■ **Aufgaben**:
1. Beantworte zum Thread über Java und WCF diese Fragen:
(a) In welcher Sprache soll der neue Server für das Java-Spiel geschrieben sein?
(b) Was hat maki mit dem Beitrag gemacht?
(c) Mit welchen Worten bewertet tfa das Vorhaben?
2. Schreib den Thread über Java und WCF im Anschluss an seinen letzten Satz weiter.

■ **Seitentext**:
# Java + WCF



## leibimatZe (22. Jul 2009)

Hallo ihr!!!

Ich habe mittlerweile doch einiges mit Java gemacht, auch ein Spiel übers Netzwerk programmiert. 
Nun bin ich in die Microsoft Welt gekommen, da ich arbeitstechnisch mit c# einiges machen musste. Aus persönlichem Anlass habe ich mir WPF und WCF Bücher geholt und einiges damit erarbeitet. c# server wpf client die per wcf kommunizieren etc....

Mein Gedanke war nun zu einem bereits bestehenden Java Spiel von mir einen Server aufzusetzen, der jedoch in c# geschrieben ist.
Schnittstelle soll WCF bilden.
Hat jemand Erfahrung damit und kann mir nen Anschub geben wie ich das am besten angehe ??

Würde mich über paar Tips / Hilfen freuen...

grüße


----------



## leibimatZe (28. Jul 2009)

Hm...keiner Ahnung von ? ;(

oder einfach nur alle solche microsoft hasser? xD


----------



## maki (28. Jul 2009)

leibimatZe hat gesagt.:


> Hm...keiner Ahnung von ? ;(
> 
> oder einfach nur alle solche microsoft hasser? xD


Hmm.. eine Frage zu WCF und C# in einem Java-Forum zu stellen ist wohl nicht der beste Weg zum Ziel, oder?

*verschoben*


----------



## tfa (28. Jul 2009)

Unterstützt das Spiel denn WCF? Gibt es überhaupt eine Möglichkeit von Java WCF anzusprechen? 
Klingt ziemlich sinnlos.


----------



## leibimatZe (28. Jul 2009)

Ok sorry für den Beitrag im falschen Bereich 

Es Funktioniert so dass ich den Server in c# programmieren kann und WCF bildet die Netzwerkschnittstelle. Ich kann die irgendwie auf jedenfall in Java einbinden dass ich von Java aus auf die Methoden die in der WCF definiert sind zugreifen kann und diese dann natürlich wie normal auf dem server ausgeführt werden.

■ **Einträge**:
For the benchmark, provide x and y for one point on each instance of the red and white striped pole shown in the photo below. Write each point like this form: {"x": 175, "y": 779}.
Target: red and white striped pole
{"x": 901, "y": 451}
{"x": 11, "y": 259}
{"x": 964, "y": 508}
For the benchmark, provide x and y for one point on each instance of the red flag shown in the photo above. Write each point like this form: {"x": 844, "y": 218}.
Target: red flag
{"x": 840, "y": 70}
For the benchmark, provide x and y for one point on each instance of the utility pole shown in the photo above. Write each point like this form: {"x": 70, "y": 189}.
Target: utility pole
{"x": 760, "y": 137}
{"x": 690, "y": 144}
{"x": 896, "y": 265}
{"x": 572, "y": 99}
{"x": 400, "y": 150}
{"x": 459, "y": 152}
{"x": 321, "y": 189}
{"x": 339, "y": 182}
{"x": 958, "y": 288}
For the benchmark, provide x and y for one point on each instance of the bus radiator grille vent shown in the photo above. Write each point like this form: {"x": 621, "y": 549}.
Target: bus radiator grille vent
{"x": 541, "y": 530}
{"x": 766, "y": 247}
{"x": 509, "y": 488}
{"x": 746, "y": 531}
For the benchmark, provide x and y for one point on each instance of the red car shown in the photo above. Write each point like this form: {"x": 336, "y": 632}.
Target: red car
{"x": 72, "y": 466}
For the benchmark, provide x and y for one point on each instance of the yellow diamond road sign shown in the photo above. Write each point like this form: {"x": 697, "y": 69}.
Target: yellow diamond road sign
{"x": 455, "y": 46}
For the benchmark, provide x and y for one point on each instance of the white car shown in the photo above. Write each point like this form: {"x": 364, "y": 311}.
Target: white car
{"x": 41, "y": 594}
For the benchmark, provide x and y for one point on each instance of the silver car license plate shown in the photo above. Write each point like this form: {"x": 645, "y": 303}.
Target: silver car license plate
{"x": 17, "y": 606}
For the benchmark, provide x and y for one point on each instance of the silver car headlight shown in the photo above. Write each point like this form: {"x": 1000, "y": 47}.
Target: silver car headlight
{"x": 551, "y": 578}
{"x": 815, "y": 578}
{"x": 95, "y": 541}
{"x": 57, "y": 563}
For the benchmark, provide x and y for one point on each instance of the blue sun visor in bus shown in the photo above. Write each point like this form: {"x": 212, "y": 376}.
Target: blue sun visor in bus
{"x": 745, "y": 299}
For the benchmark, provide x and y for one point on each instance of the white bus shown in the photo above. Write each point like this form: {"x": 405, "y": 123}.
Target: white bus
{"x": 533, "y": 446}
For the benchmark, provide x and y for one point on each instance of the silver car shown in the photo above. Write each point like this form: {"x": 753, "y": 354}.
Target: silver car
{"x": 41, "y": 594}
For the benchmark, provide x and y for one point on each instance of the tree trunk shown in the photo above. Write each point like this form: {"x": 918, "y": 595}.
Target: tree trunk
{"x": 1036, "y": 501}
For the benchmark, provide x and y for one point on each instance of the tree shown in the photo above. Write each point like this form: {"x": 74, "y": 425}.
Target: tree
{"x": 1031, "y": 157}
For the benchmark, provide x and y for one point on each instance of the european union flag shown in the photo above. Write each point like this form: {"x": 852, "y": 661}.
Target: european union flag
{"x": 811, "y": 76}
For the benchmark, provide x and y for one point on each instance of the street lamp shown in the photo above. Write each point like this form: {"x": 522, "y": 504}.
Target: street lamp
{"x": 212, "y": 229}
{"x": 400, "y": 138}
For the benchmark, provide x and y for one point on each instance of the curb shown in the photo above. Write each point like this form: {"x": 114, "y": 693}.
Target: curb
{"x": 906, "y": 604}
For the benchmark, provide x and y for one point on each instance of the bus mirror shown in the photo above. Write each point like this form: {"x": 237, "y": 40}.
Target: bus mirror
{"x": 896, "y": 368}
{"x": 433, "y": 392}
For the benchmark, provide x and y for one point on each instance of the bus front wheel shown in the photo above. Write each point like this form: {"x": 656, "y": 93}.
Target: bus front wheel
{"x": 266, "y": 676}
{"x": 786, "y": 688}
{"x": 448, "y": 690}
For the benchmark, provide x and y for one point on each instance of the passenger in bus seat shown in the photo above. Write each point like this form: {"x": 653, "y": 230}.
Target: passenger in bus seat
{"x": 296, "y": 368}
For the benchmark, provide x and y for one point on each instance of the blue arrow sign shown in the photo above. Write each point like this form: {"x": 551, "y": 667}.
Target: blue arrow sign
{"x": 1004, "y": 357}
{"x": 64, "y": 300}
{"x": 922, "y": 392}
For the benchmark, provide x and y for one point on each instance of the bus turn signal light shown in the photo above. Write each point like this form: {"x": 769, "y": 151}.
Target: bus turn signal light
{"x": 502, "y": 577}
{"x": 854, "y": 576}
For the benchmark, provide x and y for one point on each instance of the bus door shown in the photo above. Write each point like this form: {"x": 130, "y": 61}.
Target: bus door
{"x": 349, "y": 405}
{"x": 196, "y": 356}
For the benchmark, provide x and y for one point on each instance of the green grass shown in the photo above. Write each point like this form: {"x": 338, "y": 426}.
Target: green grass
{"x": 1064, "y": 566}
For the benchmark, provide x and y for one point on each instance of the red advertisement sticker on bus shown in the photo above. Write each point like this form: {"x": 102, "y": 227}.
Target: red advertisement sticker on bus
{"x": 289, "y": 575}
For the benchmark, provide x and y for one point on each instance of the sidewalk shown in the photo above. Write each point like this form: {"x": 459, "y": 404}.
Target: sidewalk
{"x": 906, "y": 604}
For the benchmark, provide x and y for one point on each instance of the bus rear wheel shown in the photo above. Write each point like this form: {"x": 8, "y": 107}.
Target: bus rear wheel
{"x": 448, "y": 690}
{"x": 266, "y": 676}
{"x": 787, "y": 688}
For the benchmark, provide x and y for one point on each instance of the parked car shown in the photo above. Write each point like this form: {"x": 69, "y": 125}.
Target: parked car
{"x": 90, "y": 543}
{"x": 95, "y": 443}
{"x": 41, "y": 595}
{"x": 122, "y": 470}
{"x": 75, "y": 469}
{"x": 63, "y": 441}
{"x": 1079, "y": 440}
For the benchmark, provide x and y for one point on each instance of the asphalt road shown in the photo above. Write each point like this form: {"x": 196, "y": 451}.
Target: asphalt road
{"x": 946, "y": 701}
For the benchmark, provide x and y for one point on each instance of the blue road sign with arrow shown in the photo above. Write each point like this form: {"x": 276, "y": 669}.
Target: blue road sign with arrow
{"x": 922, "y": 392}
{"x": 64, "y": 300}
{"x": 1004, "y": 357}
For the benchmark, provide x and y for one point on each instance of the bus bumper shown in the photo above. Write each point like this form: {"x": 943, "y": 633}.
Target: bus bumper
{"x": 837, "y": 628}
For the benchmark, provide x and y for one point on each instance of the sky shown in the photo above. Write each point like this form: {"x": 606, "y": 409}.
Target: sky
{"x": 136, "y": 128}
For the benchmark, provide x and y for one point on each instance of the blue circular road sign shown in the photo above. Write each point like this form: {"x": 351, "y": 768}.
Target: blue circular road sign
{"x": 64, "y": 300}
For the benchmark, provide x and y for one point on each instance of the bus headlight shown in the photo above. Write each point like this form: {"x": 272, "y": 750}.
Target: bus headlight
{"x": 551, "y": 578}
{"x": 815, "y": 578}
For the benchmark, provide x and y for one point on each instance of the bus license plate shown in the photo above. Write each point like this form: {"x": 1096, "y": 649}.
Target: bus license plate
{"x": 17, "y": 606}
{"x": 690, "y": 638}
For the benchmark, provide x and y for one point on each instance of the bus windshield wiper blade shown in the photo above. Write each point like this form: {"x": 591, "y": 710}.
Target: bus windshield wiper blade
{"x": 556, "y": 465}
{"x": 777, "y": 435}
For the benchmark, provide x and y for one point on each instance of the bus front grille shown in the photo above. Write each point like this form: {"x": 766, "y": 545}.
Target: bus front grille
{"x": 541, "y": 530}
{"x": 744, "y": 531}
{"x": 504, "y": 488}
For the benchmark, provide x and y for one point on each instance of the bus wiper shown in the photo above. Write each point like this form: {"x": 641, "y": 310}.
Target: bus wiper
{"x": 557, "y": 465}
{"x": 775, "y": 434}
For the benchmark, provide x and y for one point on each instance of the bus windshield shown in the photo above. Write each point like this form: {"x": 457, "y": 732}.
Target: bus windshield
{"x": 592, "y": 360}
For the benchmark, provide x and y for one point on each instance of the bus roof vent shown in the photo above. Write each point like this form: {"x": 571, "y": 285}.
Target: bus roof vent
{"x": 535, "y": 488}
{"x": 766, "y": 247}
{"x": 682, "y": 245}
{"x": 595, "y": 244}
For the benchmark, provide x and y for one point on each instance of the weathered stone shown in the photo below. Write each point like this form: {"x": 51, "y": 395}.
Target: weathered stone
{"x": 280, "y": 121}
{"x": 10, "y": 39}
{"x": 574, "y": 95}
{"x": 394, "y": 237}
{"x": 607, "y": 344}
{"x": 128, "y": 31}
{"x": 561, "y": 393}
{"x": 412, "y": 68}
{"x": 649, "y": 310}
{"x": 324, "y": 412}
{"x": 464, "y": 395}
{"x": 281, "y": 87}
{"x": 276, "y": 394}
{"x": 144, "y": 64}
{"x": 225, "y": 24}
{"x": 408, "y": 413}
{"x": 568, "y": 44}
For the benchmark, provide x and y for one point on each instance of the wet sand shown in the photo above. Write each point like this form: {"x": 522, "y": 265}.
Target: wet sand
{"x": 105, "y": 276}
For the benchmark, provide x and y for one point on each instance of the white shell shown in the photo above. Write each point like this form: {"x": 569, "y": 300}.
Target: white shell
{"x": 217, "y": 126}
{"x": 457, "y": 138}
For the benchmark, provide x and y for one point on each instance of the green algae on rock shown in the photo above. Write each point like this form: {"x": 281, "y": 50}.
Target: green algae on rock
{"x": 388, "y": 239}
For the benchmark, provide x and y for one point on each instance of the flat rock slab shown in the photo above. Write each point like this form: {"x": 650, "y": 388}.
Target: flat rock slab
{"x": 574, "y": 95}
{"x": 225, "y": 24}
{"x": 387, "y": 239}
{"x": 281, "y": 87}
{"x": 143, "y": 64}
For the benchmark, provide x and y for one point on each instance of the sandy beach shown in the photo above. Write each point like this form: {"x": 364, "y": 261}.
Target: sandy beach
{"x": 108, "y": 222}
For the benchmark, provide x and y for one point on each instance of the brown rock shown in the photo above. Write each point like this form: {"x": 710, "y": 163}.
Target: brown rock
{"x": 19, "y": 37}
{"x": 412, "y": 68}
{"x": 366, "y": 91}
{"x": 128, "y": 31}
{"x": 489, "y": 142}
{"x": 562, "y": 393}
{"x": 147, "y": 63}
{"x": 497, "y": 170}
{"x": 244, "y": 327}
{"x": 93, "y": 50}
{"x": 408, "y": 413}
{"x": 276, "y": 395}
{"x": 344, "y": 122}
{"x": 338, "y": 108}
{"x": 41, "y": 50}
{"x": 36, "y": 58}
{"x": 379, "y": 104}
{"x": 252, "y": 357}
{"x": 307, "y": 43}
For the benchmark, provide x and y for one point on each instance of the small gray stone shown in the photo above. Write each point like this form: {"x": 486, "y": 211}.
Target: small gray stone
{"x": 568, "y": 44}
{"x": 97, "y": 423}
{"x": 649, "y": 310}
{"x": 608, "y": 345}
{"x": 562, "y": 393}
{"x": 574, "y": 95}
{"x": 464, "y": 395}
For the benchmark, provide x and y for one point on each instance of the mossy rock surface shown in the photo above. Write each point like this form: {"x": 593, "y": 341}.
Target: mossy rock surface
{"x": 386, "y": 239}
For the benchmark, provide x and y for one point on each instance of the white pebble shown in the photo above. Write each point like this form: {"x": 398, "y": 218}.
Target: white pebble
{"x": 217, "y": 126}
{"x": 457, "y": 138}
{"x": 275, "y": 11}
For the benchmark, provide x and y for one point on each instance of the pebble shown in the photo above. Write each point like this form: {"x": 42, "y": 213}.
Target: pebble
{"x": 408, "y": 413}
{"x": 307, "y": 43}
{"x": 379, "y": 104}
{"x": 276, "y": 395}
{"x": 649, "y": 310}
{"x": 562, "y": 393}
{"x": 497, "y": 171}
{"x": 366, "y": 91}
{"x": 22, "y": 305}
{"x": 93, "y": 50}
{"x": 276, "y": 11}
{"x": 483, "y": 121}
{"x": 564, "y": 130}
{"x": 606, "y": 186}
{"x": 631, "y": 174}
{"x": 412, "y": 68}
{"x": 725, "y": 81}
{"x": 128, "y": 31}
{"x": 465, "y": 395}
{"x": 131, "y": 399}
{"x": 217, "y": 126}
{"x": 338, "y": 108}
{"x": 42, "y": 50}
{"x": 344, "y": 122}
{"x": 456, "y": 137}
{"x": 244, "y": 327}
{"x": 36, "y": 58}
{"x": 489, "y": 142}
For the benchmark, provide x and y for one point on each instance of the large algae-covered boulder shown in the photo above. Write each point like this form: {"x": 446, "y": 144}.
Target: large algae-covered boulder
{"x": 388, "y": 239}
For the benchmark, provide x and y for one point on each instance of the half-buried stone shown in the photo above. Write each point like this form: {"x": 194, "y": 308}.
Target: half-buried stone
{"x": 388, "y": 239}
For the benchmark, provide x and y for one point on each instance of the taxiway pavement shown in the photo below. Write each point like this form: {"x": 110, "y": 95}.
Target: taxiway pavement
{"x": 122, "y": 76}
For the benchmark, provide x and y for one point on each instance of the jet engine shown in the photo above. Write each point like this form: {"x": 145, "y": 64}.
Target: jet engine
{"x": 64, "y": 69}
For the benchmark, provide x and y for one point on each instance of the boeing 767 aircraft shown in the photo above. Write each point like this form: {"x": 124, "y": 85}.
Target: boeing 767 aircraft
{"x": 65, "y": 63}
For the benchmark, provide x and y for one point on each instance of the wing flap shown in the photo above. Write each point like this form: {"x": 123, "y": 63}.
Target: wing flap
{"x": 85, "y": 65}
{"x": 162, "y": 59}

■ **Lösungen**:
1.
(a) In C#.
(b) maki hat ihn verschoben.
(c) „Klingt ziemlich sinnlos.“

2.
Ich  hatte gehofft irgendeiner hat das vlt schonmal probiert oder gehört 

Funktioniert laut meinen Nachforschungen schon, ich habs nur nochnicht  richtig hinbekommen!

grüße


----------



## Noctarius (28. Jul 2009)

Hast du schon mal J# probiert? Die .NET Version von Java.


----------



## maki (28. Jul 2009)

J# ist tot 

Wenn ich höre dass man Java und C# kommunizieren lassen will, fällt mir gleich der Begriff Webservice ein.


----------



## Noctarius (28. Jul 2009)

Ich dachte J# gehört mittlerweile zum Standardumfang vom .net SDK


----------



## leibimatZe (28. Jul 2009)

will n stink normalen application server (als konsolenanwendung) laufen lassen.
die contracts definieren mir dann die schnittstelle, bzw die methoden, auf die ich vom cleint zugreifen kann.

Frage is nur in wie weit java das ganze unterstützt. Java WSIT erlaubt mir zugriff auf WCF soviel ich weis aber hab nochnet so alles raus wie ich das implementiere.


----------



## frapo (28. Jul 2009)

Noctarius hat gesagt.:


> Ich dachte J# gehört mittlerweile zum Standardumfang vom .net SDK



J# wird von M$ seit über 2 Jahren nicht mehr weiterentwickelt.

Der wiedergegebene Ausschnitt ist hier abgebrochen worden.